--- EXCERPT PROVIDED ---
When did shifts in reimbursement for home respiratory services begin?
Raoul Smyth: In 1997, Medicare began a series of reimbursement cuts totaling 30 percent for oxygen alone. Under the 2005 Deficit Recovery Act, payments for oxygen equipment were capped after three years, until patients became eligible for new equipment after an additional two years.
By 2013, the Medicare Competitive Bidding Program—mandated by Congress in 2008—was implemented, and rates were reduced by approximately 30 percent more for almost all metropolitan areas. In 2016, Medicare is implementing similar rate cuts for rural areas.
What has the impact of all these changes been on the industry?
Smyth: Only 20 percent of our business is through Part B Medicare, but many of our competitors rely on Part B for 60 percent or more of their business. Those competitors may be losing 20 percent of their revenue this year. Some companies may not survive because they didn’t start adapting to the shifts in reimbursement early enough. We made changes, such as no longer providing certain types of durable medical equipment and de-emphasizing Part B in our sales strategy.
But there seem to be new cuts and new requirements every year, so there’s always an added degree of volatility. Plus, insurers and the government are wringing savings out of the system by finding “imperfections” in the extensive paperwork that’s now required. We can almost always meet the documentation demands, but sometimes the effort costs more than the service we’re trying to be reimbursed for.
“It’s been a very delicate balancing act between what makes sense from a business perspective, what’s required by insurers and regulators, and staying true to one of our major goals: enabling patients to be cared for at home, not in the hospital.”
How are patients affected?
Smyth: Many managed care plans now have such high deductibles that patients never receive any reimbursement unless they get very sick. We often end up billing them directly throughout an entire year.
As a result, we’ve revised our bills to be easier to understand, we provide better online resources, and we work more efficiently to resolve customer complaints—we get twenty times more calls about billing than we used to.
We’ve also had to strengthen our patient agreements and educational materials in order to help patients understand their financial responsibilities in this environment.
With such long-term downward pressure on pricing, how does Apria continue to be successful?
Smyth: We adapted over time until we formalized our Apria Essential Care Model. It provides a consistent clinical approach for complying with all Medicare and insurance protocols and requirements while simultaneously providing necessary levels of home care and support to patients and customers.
--- EXCERPTED RECORDS ---
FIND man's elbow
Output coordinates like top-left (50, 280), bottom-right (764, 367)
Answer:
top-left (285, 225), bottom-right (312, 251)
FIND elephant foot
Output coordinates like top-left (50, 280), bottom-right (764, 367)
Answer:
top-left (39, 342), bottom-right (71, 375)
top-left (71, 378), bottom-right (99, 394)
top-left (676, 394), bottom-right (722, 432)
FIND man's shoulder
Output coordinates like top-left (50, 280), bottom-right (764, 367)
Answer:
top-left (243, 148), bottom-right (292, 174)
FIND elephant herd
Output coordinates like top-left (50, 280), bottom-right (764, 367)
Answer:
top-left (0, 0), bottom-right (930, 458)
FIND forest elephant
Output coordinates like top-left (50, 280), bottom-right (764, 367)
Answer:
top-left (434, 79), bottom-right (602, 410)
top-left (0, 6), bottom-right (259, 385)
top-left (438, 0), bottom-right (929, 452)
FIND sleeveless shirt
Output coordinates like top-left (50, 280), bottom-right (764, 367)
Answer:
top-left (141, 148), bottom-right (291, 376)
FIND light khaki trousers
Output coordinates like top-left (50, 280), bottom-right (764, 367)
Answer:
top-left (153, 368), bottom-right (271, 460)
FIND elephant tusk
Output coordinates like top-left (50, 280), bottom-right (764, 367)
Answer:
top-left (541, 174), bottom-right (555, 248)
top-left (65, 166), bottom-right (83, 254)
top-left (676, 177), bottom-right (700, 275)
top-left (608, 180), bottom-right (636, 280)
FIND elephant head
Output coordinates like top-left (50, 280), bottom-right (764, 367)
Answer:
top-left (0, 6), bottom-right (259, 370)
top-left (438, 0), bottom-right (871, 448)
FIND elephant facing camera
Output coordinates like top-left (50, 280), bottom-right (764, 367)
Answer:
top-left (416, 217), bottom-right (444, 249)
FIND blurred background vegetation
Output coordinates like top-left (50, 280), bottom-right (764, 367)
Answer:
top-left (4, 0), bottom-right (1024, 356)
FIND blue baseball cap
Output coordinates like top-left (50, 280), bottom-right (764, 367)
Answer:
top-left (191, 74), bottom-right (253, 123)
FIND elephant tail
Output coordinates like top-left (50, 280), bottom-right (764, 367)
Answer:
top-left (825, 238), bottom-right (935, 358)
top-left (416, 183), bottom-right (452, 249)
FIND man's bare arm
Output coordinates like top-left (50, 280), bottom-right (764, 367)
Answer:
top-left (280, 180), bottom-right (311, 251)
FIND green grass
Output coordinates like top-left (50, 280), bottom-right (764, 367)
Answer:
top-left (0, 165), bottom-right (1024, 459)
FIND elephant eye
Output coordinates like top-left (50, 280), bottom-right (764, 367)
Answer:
---
▸ WORK ITEM A:
Answer these questions from the interview on home respiratory reimbursement:
(i) In what year did Medicare begin its series of reimbursement cuts for oxygen?
(ii) What share of the company's business comes through Part B Medicare?
(iii) How many more calls about billing does the company now get than it used to?
▸ WORK ITEM B:
In the interview on home respiratory reimbursement, rewrite the paragraph beginning "Smyth: Only 20 percent of our business" as a bulleted list that keeps its main facts.
▸ WORK ITEM C:
Continue the interview on home respiratory reimbursement from the point where it ends.
The records have no role in this exercise.

▸ EXERCISE RESULT A:
(i) 1997
(ii) 20 percent
(iii) Twenty times more

▸ EXERCISE RESULT B:
- Part B Medicare accounts for only 20 percent of the company's business.
- Many competitors rely on Part B for 60 percent or more of their business.
- Those competitors may lose 20 percent of their revenue this year.
- Some companies may not survive because they did not adapt to the reimbursement shifts early enough.
- The company made changes: it stopped providing certain types of durable medical equipment and de-emphasized Part B in its sales strategy.

▸ EXERCISE RESULT C:
How does Apria’s service compare to what you offered in 1997?
Smyth: It’s not as high-touch as it used to be, but we’ve added more technologically advanced equipment that still allows patients comparable levels of service.
We’ve also worked hard to make our delivery process more efficient and consistent. We relinquished some unprofitable portions of the durable medical-equipment business, but have invested more in advanced-equipment technology.
We also expanded our respiratory care lines for patients using high-acuity equipment. It’s been a very delicate balancing act between what makes sense from a business perspective, what’s required by insurers and regulators, and staying true to one of our major goals: enabling patients to be cared for at home, not in the hospital.
How large of a role has improving basic efficiencies played?
Smyth: The new environment has made that absolutely essential. The challenge, of course, is doing it without compromising patient care. We’ve outsourced some back-office operations and consolidated customer service and revenue management to a few centralized locations. That’s standardized our processing and billing and enabled our 300 branches to focus more on equipment delivery, support, and clinical care.
Has technical innovation played a role as well?
Smyth: It has. One example is ApriaLink, a proprietary portal that allows referral sources to track the status of their patient orders, setups, and deliveries. It’s also a channel for addressing support documentation issues. At present, we’re the only company in the industry offering this feature.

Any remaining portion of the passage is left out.